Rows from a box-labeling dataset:

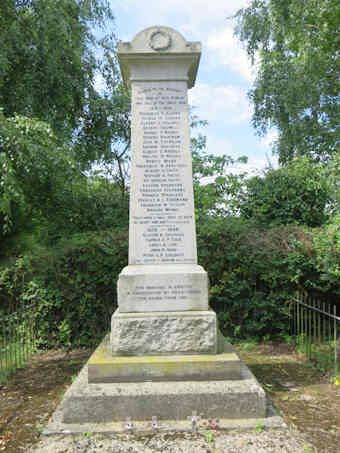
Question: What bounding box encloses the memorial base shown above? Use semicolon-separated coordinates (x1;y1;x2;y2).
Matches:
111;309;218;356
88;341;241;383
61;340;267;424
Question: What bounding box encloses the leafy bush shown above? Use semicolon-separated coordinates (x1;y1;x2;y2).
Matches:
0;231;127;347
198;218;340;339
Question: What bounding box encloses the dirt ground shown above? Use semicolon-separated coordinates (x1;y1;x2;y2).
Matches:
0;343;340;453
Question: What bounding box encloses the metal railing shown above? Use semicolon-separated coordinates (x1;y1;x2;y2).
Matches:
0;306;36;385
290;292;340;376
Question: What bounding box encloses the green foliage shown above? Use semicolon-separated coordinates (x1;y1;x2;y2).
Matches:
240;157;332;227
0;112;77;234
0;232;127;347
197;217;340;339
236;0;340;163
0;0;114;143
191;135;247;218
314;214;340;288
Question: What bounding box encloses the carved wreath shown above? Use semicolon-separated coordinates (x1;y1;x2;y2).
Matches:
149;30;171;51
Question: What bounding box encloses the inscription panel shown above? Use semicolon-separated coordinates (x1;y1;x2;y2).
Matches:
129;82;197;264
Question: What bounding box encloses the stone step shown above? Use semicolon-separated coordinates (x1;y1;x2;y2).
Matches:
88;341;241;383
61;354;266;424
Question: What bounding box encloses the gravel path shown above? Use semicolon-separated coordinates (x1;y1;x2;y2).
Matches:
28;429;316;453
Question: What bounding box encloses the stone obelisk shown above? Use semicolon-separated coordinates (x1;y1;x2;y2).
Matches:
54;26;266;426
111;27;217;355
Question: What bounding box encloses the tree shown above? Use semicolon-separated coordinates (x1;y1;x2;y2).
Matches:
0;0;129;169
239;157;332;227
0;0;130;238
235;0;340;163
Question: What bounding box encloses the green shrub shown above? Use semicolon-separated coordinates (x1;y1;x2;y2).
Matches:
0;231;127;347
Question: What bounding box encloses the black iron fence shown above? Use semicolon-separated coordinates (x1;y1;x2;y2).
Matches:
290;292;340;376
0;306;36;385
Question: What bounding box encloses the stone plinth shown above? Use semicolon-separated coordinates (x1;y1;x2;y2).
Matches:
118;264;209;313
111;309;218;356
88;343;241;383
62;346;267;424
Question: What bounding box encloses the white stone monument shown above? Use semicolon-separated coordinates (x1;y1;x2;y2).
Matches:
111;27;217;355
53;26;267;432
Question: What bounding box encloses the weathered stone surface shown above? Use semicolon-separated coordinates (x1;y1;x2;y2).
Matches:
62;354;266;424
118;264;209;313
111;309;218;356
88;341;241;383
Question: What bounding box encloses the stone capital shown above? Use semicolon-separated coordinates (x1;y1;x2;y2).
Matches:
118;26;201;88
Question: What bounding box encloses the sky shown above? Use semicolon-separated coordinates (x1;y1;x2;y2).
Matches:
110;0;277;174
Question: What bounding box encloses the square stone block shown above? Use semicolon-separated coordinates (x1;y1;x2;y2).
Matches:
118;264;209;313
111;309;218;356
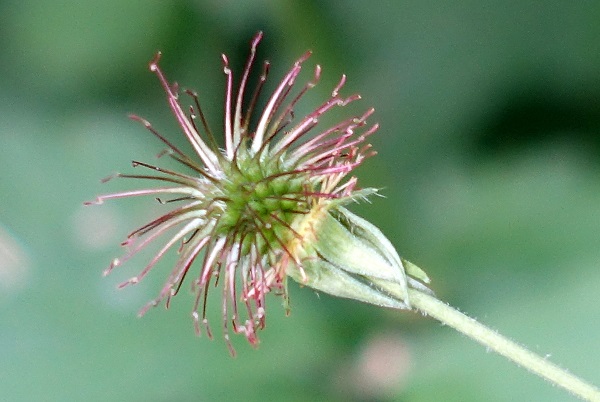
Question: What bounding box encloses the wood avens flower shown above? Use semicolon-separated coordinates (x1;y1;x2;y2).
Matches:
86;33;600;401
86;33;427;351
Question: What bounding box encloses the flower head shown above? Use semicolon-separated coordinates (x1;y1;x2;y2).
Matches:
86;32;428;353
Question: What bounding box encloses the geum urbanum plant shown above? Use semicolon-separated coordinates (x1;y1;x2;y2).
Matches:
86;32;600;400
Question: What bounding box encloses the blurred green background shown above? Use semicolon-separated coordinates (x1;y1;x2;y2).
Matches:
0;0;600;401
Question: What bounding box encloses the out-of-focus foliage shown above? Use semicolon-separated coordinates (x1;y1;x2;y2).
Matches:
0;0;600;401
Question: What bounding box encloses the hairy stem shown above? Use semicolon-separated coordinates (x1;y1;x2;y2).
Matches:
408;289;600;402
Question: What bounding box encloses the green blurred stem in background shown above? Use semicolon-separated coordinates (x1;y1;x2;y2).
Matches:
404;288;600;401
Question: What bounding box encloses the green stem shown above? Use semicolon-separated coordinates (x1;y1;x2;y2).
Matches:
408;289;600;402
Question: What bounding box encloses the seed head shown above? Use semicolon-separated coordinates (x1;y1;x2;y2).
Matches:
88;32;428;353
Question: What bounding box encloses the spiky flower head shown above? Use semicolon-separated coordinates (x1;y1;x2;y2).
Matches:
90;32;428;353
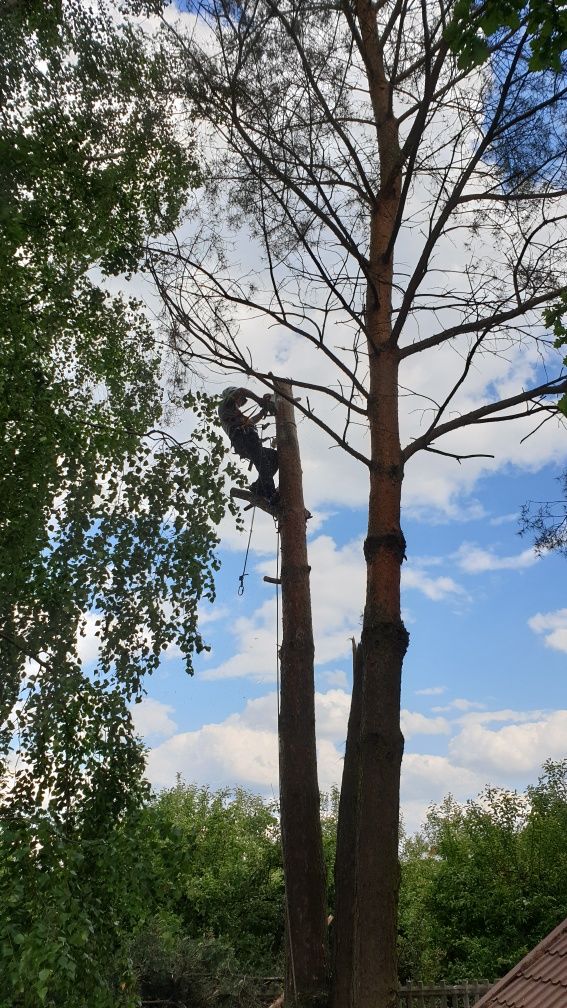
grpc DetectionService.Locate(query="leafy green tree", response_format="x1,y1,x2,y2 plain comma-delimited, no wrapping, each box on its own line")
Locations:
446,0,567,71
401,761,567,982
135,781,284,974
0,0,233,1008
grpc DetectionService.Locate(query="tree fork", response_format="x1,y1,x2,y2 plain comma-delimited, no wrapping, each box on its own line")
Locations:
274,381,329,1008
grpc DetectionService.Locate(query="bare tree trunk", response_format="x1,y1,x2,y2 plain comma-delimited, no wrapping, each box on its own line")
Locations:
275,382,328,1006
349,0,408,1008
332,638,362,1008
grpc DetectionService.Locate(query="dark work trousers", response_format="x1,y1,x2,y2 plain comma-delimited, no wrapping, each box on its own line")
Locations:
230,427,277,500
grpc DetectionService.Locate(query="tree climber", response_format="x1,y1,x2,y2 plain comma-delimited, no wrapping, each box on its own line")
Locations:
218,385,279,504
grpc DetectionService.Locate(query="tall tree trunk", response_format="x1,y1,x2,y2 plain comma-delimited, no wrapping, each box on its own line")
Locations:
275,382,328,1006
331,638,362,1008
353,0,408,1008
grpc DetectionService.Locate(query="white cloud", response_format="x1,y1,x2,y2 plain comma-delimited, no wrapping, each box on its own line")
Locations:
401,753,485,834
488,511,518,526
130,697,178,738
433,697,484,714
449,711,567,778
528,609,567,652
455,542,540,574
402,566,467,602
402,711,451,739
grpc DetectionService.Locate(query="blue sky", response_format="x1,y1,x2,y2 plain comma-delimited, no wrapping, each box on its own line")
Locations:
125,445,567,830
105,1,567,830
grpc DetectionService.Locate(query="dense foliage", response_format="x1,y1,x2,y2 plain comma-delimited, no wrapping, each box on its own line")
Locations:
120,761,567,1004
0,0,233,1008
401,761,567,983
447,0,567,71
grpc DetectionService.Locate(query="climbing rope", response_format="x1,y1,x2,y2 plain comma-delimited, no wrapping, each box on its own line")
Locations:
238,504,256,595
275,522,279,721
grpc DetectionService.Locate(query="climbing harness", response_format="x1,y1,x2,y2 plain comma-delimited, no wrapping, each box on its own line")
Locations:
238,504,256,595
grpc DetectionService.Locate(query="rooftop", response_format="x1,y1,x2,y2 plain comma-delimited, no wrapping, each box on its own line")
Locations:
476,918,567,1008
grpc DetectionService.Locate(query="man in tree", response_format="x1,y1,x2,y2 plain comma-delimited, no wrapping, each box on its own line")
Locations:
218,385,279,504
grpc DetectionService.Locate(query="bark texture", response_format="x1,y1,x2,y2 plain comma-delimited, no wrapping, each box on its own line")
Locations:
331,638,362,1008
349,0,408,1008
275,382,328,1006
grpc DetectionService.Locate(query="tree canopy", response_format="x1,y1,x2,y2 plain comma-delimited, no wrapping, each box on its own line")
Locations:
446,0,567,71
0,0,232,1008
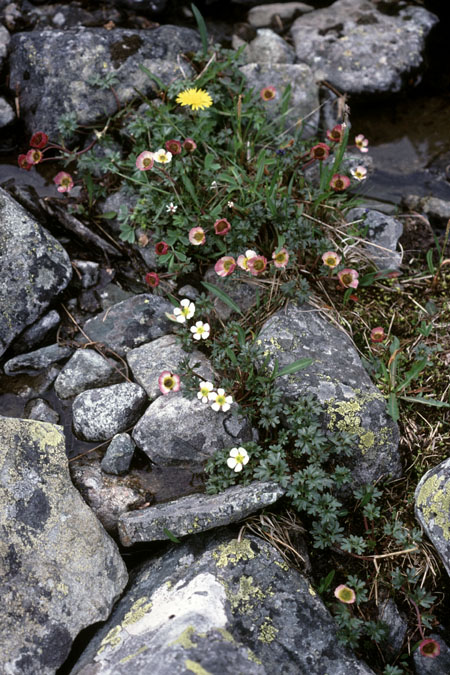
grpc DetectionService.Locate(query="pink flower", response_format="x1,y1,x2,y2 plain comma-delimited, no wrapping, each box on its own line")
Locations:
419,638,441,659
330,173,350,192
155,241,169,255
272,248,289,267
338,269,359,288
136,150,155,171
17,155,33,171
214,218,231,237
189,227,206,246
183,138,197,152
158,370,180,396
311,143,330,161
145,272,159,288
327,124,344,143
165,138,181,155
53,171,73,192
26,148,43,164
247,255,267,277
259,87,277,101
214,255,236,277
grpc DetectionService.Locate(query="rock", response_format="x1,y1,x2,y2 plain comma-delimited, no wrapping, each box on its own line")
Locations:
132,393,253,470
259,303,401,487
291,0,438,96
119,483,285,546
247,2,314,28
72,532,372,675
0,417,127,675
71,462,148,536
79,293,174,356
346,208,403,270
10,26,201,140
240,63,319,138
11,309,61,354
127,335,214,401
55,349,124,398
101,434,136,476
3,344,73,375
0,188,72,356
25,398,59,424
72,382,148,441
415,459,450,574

---

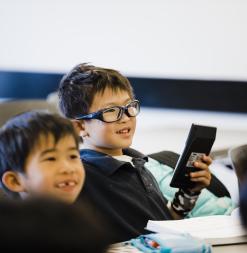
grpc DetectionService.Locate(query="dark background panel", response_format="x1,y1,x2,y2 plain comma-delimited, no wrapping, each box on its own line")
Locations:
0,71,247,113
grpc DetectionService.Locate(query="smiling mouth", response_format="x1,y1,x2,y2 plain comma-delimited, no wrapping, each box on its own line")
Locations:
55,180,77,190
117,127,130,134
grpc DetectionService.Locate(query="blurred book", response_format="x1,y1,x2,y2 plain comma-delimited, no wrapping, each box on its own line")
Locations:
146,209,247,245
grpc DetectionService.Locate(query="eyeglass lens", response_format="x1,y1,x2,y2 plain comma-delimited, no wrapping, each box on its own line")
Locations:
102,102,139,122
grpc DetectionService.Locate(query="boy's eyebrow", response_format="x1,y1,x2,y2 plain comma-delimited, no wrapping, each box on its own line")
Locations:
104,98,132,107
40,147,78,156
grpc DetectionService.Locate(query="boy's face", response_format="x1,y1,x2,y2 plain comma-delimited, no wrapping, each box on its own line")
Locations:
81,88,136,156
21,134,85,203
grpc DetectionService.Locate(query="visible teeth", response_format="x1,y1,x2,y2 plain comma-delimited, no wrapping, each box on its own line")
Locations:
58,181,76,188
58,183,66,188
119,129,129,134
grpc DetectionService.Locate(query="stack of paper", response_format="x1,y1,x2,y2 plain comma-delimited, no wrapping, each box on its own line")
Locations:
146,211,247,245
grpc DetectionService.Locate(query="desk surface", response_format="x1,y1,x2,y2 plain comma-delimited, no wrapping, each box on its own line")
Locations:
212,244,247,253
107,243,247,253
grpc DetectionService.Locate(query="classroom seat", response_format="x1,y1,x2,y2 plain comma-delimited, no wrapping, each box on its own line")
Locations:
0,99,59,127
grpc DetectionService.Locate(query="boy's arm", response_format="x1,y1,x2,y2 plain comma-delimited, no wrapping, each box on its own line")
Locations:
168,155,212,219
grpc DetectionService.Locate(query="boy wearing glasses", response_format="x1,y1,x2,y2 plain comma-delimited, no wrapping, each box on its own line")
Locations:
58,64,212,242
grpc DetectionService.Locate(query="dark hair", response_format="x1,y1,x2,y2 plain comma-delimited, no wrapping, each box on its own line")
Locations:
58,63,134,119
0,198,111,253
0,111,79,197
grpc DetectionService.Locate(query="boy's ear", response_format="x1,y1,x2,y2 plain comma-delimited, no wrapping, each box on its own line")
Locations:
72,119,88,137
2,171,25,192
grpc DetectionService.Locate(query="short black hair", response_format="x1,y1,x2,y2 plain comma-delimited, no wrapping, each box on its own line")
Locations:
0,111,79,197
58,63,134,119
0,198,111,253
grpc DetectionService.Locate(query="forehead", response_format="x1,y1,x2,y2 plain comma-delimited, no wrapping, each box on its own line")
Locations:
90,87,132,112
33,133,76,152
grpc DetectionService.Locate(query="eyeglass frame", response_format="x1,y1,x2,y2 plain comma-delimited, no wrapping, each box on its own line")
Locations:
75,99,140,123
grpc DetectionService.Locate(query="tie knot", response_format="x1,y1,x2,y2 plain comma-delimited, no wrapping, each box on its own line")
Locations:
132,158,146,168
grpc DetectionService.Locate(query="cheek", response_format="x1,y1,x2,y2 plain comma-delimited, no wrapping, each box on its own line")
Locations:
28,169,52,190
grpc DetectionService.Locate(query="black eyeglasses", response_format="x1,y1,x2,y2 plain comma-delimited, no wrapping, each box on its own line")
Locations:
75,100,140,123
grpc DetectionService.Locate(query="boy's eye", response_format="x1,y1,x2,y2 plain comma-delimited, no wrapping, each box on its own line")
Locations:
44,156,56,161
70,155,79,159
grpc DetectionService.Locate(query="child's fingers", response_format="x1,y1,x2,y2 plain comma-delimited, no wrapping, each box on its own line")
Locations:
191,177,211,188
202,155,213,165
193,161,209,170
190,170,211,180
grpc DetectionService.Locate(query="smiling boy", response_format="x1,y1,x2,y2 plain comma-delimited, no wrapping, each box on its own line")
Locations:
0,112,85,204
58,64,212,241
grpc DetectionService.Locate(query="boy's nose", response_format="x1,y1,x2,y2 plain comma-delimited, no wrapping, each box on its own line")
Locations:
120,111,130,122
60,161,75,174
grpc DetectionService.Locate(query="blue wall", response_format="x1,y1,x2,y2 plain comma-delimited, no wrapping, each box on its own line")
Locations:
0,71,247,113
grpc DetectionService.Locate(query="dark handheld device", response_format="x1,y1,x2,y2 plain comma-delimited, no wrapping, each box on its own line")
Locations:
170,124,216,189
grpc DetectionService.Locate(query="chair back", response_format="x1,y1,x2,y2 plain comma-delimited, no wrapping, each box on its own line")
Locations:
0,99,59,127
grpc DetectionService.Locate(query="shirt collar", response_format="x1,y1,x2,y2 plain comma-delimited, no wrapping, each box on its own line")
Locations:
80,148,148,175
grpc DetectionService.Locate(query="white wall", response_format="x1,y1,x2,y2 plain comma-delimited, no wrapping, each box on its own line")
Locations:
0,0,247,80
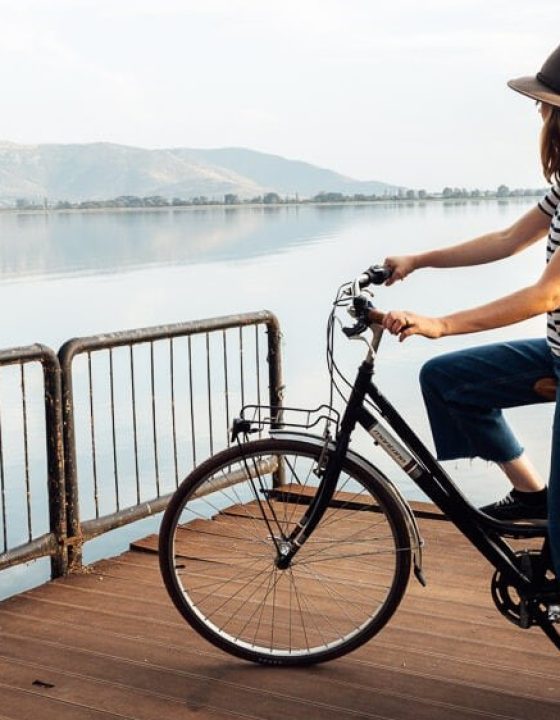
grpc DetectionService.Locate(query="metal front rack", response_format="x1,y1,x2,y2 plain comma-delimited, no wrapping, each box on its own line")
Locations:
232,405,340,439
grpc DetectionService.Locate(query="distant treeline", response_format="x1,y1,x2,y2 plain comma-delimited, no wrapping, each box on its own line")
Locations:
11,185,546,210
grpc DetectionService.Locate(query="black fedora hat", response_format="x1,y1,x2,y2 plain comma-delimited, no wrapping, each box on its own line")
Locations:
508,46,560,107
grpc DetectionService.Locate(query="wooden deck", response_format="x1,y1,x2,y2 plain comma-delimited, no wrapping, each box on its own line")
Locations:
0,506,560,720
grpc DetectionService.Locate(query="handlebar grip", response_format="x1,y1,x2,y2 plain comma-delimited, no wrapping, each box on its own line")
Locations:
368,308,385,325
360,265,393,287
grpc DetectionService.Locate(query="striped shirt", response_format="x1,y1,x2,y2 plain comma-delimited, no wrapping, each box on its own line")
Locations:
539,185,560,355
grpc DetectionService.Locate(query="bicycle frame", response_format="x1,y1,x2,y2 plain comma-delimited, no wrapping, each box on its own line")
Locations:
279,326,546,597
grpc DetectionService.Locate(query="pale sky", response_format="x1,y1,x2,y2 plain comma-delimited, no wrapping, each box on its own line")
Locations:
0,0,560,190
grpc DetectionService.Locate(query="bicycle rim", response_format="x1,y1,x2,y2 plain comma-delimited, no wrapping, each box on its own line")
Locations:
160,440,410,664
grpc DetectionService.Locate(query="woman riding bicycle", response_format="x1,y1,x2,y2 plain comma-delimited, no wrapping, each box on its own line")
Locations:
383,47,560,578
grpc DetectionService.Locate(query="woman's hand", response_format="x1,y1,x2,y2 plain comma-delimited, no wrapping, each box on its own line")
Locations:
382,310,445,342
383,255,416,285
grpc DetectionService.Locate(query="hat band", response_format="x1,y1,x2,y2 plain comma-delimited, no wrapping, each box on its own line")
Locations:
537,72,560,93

* * *

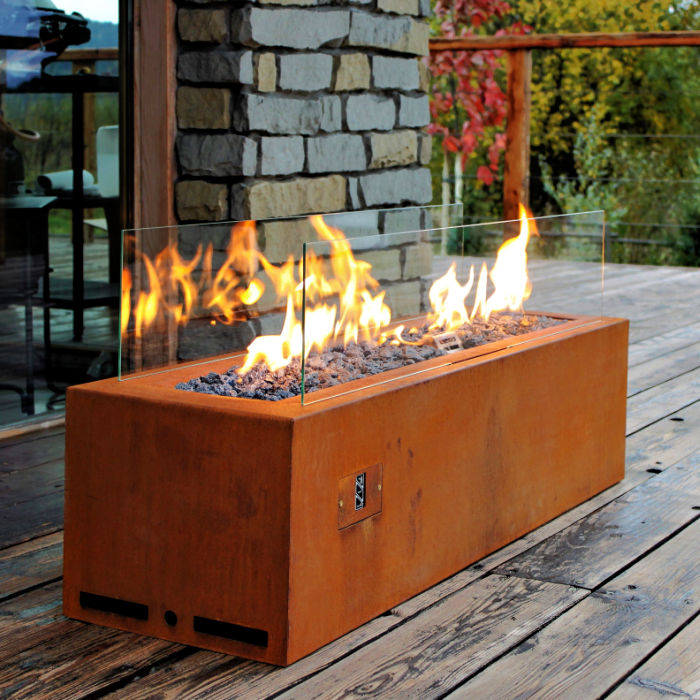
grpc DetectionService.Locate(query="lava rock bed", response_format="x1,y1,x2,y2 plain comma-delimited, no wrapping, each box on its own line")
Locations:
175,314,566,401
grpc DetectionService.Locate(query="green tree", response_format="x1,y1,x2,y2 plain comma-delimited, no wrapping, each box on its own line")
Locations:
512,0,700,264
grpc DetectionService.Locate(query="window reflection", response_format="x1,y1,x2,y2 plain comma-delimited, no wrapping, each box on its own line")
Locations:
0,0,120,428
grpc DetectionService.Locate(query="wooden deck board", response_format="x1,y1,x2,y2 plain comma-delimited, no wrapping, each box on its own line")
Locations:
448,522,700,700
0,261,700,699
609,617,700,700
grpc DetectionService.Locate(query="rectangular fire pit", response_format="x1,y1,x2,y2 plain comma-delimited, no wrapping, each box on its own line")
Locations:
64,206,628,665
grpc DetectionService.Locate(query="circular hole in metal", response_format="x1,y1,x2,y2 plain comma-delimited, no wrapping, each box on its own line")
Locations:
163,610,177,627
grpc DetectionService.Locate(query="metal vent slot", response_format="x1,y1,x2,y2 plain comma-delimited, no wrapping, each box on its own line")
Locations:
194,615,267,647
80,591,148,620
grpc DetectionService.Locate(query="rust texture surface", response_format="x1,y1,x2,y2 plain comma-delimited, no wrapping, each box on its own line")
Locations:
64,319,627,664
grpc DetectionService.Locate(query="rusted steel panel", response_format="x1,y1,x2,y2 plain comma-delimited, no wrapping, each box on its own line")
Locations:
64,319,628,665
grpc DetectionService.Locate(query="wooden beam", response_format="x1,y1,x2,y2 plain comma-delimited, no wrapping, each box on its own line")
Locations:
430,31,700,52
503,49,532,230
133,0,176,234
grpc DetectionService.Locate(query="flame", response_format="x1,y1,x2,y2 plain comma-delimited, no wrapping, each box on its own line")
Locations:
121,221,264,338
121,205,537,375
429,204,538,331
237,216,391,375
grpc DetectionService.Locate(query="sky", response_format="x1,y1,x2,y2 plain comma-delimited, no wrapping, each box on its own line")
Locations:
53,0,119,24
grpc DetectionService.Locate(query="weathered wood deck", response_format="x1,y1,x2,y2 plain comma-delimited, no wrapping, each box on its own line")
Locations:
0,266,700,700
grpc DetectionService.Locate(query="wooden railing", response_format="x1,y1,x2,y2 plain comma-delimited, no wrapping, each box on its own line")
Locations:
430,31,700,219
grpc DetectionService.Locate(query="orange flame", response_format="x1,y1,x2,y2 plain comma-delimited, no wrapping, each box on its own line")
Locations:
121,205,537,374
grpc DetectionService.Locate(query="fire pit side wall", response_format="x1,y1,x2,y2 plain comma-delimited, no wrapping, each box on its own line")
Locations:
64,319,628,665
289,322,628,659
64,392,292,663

## THE EXERCISE:
Rewrite the listing from the line with "Question: What bounding box encloses the seed" to the line with "402,711,451,739", changing every "tree" to "oak" and keeping everything else the same. Leave the pictures out of your answer.

## RESPONSE TO THE EXERCISE:
Question: What bounding box encloses the seed head shown above? Use semicolon-separated coordinates (x1;y1;x2;y2).
Matches:
88;32;428;353
Question: What bounding box encloses the spiky flower head shown above? Use semicolon-separated coordinates (x1;y1;x2;y2).
Matches:
90;32;428;353
grpc DetectionService.Locate(query="leafy green oak", response_format="x1,y1,x2,y2 plain comma-delimited, no wrapping, each box on its own line")
Locations:
446,0,567,71
401,761,567,982
135,781,284,974
0,0,233,1008
grpc DetectionService.Locate(query="oak fork", response_format="x1,y1,x2,y2 plain comma-delimited, no wrapping, each box on its own line")
Locations:
274,381,329,1008
grpc DetectionService.Locate(query="bare oak trunk", response_format="x1,y1,x2,y2 plain comma-delimited, no wrapping, each box on its own line")
Locations:
275,382,328,1006
349,0,408,1008
332,638,362,1008
grpc DetectionService.Locate(query="dark work trousers", response_format="x1,y1,x2,y2 plain comma-delimited, no wrapping, each box on its own line")
Locations:
230,427,277,500
grpc DetectionService.Locate(query="oak climber", response_format="x1,y1,x2,y2 plain comma-delimited, no wrapping, each box on its own line")
Locations:
218,385,279,504
grpc DetectionService.Locate(query="tall oak trunk", response_format="x1,y1,x2,y2 plain comma-delimited, no wrapping, each box on its own line")
Locations:
275,382,328,1006
331,638,362,1008
353,0,408,1008
grpc DetectionService.Locate(query="white cloud", response_format="x1,y1,x2,y2 plain comma-delimited, no wrapping, each box on its own line")
Locations:
401,753,485,834
488,511,518,526
130,697,178,738
433,697,484,714
449,711,567,778
528,609,567,652
455,542,540,574
402,566,467,602
402,711,451,739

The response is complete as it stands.